▶ **Фрагмент текста**
******

Общественную науку в первые послевоенные десятилетия можно уравнять с так называемым модернизмом (киндайсюги) и нападками на «негативную самобытность» Японии как государства и общества. Его временной́ отправной точкой были поражение и оккупация, а критическим генезисом – стремление разоблачить причины японской катастрофы. Война и то, что к ней привело, указывали на историческую патологию: тэнно:сэй, японская императорская система, считалась враждебной рациональной организации национальной жизни и сделала Японию неспособной к сосуществованию со своими соседями. Наряду с марксизмом и в конечном счете вытеснив его, модернизм стремился завершить искаженную и провальную первую фазу модернизации Японии. Не являясь непосредственно политическим, модернизм оживил демократическое «просвещение», которое хотя и заимствовало определенные указания из риторики и политики нынешних оккупантов Японии, своими корнями уходило в довоенный марксизм, некоторые аспекты либерализма (включая христианский гуманизм) и в опыт самой войны. (Сам термин «модернист» был придуман марксистскими критиками, но широко использовался и вне их круга.) Просвещение принимало как идеологические, так и практические формы и охватило бо́льшую часть периода между 1945 и 1960 годами. В рамках этих усилий задача общественных наук в целом впервые рассматривалась как критика прошлого и настоящего в той мере, в какой оно увековечивает это прошлое67. Ее лейтмотивом было горькое осуждение «неспособности» довоенных общественных наук обеспечить объективное знание, достаточное для предотвращения военного поражения: действительно, само начало войны было воспринято как доказательство дефицита рациональности, от которого страдало японское государство и общество68.

******

▶ **Задание**
Ответьте на вопросы по фрагменту о японском модернизме.
1. Как в тексте называется японская императорская система?
2. Кем был придуман термин «модернист»?
3. Какой период охватило просвещение?

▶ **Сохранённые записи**
******

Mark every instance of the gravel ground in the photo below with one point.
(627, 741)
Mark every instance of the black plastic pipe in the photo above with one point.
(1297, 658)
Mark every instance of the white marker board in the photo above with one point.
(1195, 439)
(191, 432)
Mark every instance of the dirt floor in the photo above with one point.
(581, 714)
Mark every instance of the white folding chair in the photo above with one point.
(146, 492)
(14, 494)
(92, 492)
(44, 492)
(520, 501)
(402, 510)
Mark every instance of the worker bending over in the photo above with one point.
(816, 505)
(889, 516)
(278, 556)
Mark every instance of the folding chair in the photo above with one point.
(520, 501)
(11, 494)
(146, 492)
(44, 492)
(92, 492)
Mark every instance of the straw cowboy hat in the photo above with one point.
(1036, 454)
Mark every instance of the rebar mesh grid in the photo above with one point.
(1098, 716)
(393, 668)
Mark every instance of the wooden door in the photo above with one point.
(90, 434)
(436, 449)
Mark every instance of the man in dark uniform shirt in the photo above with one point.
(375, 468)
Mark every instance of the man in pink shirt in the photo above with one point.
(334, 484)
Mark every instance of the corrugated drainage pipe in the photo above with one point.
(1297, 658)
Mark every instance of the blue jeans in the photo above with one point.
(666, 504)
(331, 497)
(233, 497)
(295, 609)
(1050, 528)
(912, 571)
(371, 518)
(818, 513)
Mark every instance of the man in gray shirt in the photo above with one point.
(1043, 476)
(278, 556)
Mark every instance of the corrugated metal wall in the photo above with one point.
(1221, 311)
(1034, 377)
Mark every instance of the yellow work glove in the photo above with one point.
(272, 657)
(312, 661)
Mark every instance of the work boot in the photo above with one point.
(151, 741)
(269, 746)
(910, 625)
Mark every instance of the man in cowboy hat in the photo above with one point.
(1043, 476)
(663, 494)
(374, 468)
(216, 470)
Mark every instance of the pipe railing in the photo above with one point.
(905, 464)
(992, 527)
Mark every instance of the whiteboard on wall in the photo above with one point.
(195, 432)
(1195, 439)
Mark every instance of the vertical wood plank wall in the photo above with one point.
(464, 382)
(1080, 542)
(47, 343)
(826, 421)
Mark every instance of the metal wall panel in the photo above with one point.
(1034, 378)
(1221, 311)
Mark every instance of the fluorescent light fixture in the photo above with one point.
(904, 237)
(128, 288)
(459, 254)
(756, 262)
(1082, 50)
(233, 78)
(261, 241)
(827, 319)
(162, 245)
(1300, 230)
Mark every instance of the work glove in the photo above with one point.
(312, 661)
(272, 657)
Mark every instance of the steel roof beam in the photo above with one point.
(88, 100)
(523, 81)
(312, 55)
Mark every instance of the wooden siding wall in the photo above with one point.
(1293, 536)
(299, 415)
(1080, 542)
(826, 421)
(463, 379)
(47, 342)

******

▶ **Письменное решение**
1. Японская императорская система называется тэнно:сэй.
2. Термин «модернист» был придуман марксистскими критиками.
3. Просвещение охватило бо́льшую часть периода между 1945 и 1960 годами.